(TASK GOAL):
Set each record down exactly, excluding all images.

Start of GIVEN DATA

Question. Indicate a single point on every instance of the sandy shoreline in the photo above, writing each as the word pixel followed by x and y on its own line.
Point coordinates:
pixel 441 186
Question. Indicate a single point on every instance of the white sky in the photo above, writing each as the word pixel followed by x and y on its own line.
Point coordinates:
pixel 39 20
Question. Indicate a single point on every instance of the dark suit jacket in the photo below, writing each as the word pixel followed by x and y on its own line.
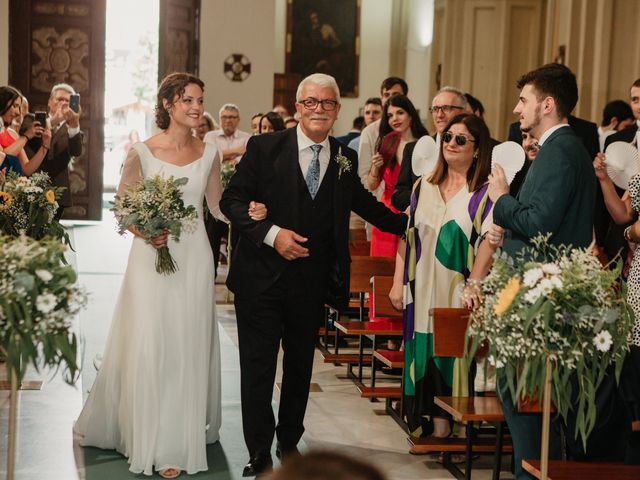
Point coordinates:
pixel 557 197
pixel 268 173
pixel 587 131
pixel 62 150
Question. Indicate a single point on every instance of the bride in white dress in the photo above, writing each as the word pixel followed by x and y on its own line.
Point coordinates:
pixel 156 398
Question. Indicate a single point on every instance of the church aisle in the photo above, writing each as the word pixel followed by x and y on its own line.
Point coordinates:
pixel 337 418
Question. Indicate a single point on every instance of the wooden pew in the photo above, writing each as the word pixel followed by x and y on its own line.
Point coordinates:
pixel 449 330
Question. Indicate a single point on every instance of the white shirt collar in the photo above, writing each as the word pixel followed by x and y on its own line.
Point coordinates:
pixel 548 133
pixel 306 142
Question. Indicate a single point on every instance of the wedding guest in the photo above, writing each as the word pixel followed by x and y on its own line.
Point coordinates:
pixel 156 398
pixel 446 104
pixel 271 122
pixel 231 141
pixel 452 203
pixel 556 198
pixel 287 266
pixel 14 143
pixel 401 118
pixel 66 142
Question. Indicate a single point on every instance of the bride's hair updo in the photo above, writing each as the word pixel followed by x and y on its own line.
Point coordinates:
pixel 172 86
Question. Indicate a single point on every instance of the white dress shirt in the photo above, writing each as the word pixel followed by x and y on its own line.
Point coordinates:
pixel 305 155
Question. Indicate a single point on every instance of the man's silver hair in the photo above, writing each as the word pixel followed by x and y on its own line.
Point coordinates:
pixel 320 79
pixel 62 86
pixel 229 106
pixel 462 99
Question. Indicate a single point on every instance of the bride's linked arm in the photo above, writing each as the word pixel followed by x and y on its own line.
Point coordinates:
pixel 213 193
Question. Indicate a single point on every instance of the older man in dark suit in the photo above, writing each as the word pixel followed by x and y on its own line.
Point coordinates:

End of GIVEN DATA

(REPLY TO THE EXERCISE):
Question. Indicate a single point on every instance of the sandy shoreline in the photo above, writing each as the word pixel followed by x and y on its own line.
Point coordinates:
pixel 441 186
Question. Indicate a single point on every instance of the white sky in the photo above, writing each as the word pixel followed by x and y on its own line.
Point coordinates:
pixel 39 20
Question. Indicate a single point on every instance of the dark suit jacket in the photo below, writing each as the word pixel followed by x and y on its own line.
Point coordinates:
pixel 557 197
pixel 268 173
pixel 587 131
pixel 62 150
Question. Indicate a single point on every instance of the bride in white dress in the photo above, writing each as the word pixel followed by x and y on its own line.
Point coordinates:
pixel 156 398
Question. Indicate a single point on every instance of the church aisle in the photo above, writing each as the word pixel followed by x and y on its own line.
Point coordinates:
pixel 337 418
Question. Indicate a single point on every instance of the wooden pew in the photo above, writing each as the word pixel followed by x and y on its own line.
Point coordinates:
pixel 449 330
Question. Indicate a single point on every instance of the white shirt collar in the photo above, writing each as the word pixel followed by x and y on its own line.
Point coordinates:
pixel 548 133
pixel 306 142
Question. Indicate a single point on every instance of the wedding guest in the photo above, writing each as the word pixel followed by x and y on its own line.
Point coordinates:
pixel 156 398
pixel 446 104
pixel 271 122
pixel 231 141
pixel 452 203
pixel 556 198
pixel 287 266
pixel 14 143
pixel 401 118
pixel 66 142
Question. Indicate a single point on every instance of the bride's hair updo in the photo above, writing each as the word pixel followed by x and y on its own line.
Point coordinates:
pixel 172 86
Question. Indicate a single point on every instance of the white dress shirt in the photo above, writing each as the word pixel followed by x and y on its own line.
Point coordinates:
pixel 305 155
Question. Indicate a single point on every instance of the man's silver hair in the photo above, writing each as the word pixel followed by x and y on its own line.
Point coordinates:
pixel 320 79
pixel 62 86
pixel 229 106
pixel 462 99
Question. Indicate a single point on every instance of the bride's linked arm in the photo above, writing each as the word pixel followed by x and y on its own line.
Point coordinates:
pixel 213 193
Question. Indicate a single point on every instance of the older man in dark suit in the photo above, writing each as the word pixel followed by x and y on its own line.
Point coordinates:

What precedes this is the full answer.